[Quoted passage]:
You can just click **Runtime → Run all** to try the demo.

## Module 2 cont. - Seeing Like a Machine: Patterns, Vision, and Imagination
In the first notebook, we worked with a simple type of neural network — enough to recognize hand-written digits and generate the "average" or "prototype" digits using learned patterns.

In real-world applications — including many where copyright concerns arise — machines often rely on more complex neural structures to process images. One of the most widely used is the **convolutional neural network**, or CNN. This architecture is more powerful, and it's also more common in systems that create or transform visual content.

In this notebook, we’ll explore:

* How these more advanced networks “see” patterns in images

* How a trained model can go beyond recognition and start creating new digit-like images from what it has learned

In [None]:
#@title System setup {display-mode: "form"}
!pip install -q tensorflow matplotlib

#Import required packages
import numpy as np
import matplotlib.pyplot as plt
import tensorflow as tf
from tensorflow.keras import layers, models
from tensorflow.keras import Model, Input
from tensorflow.keras.layers import Conv2DTranspose, Reshape

import requests

# supress warnings

import warnings
warnings.filterwarnings("ignore")

import os
os.environ['TF_CPP_MIN_LOG_LEVEL'] = '3'

import absl.logging
absl.logging.set_verbosity(absl.logging.ERROR)

We are using MNIST data again, and see how a slightly more complex neural network learns features in the handwritten digits.

In [None]:
#@title Load and prepare MNIST data {display-mode: "form"}
(x_train, y_train), (x_test, y_test) = tf.keras.datasets.mnist.load_data()

# Normalize and reshape
x_train = x_train.astype("float32") / 255.
x_test = x_test.astype("float32") / 255.

x_train = np.expand_dims(x_train, -1)  # shape: (60000, 28, 28, 1)
x_test = np.expand_dims(x_test, -1)


### CNN Classifier
Now that we have training and testing data set ready, we are ready to look at a simplest CNN classifier that, like the simple neural network / MLP we saw in the last notebook, "recognizes" what digits are in the handwritting.

In [None]:
#@title code to construct and train a CNN Classifier {display-mode: "form"}
def build_and_train_cnn_classifier(x_train, y_train, epochs=5):

  input_img = tf.keras.Input(shape=(28, 28, 1), name="input")
  x = layers.Conv2D(32, (3, 3), activation='relu', name="conv1")(input_img)
  x = layers.MaxPooling2D((2, 2), name="pool1")(x)
  x = layers.Conv2D(64, (3, 3), activation='relu', name="conv2")(x)
  x = layers.MaxPooling2D((2, 2), name="pool2")(x)
  x = layers.Flatten(name="flatten")(x)
  x = layers.Dense(64, activation='relu', name="dense1")(x)
  output = layers.Dense(10, activation='softmax', name="output")(x)

  cnn_classifier = tf.keras.Model(inputs=input_img, outputs=output)

[Data]:

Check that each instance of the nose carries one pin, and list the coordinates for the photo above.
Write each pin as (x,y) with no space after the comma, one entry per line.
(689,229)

[Written instruction 1]:
Print the passage of the convolutional neural network notebook from "We are using" up to and including "x_test = np.expand_dims(x_test, -1)".
[Written instruction 2]:
Carry on the convolutional neural network notebook from the point where it stops.

[Answer 1]:
We are using MNIST data again, and see how a slightly more complex neural network learns features in the handwritten digits.

In [None]:
#@title Load and prepare MNIST data {display-mode: "form"}
(x_train, y_train), (x_test, y_test) = tf.keras.datasets.mnist.load_data()

# Normalize and reshape
x_train = x_train.astype("float32") / 255.
x_test = x_test.astype("float32") / 255.

x_train = np.expand_dims(x_train, -1)  # shape: (60000, 28, 28, 1)
x_test = np.expand_dims(x_test, -1)

[Answer 2]:
  cnn_classifier.compile(optimizer='adam',
                       loss='sparse_categorical_crossentropy',
                       metrics=['accuracy'])
  #Train CNN Classifier on MNIST {display-mode: "form"}
  cnn_classifier.fit(x_train, y_train, epochs=5, batch_size=128, validation_split=0.1)

  # Save to disk for later download
  cnn_classifier.save("cnn_classifier.h5")
  print("Model trained and saved as 'cnn_classifier.h5'.")


  return cnn_classifier

In [None]:
#@title Load the cnn_classifier, or train from scratch {display-mode: "form"}

#model_url = "https://github.com/WeihaoGe1009/ml-demos-temp-inputs/raw/main/mlp_model.h5"

url_header = "https://github.com/WeihaoGe1009/ml-demos-temp-inputs/raw/main/"
module_name = ""
model_dir = url_header+module_name+''

#url_header = https://github.com/WeihaoGe1009/ai-history-for-ip-scholars/raw/main/
#module_name = "02_neural_networks/"
#model_dir = url_header + module_name + "models/"

model_file = model_dir + 'cnn_model.h5'

try:

    print(" Attempting to download model from GitHub...")

    response = requests.get(model_file, allow_redirects=True)
    response.raise_for_status()

    if response.status_code == 200:
      print("Pretrained model found. Loading from GitHub...")


      # Check if GitHub served us HTML instead of a binary file
      if "text/html" in response.headers.get("Content-Type", ""):
        raise ValueError("Received HTML instead of binary model file.")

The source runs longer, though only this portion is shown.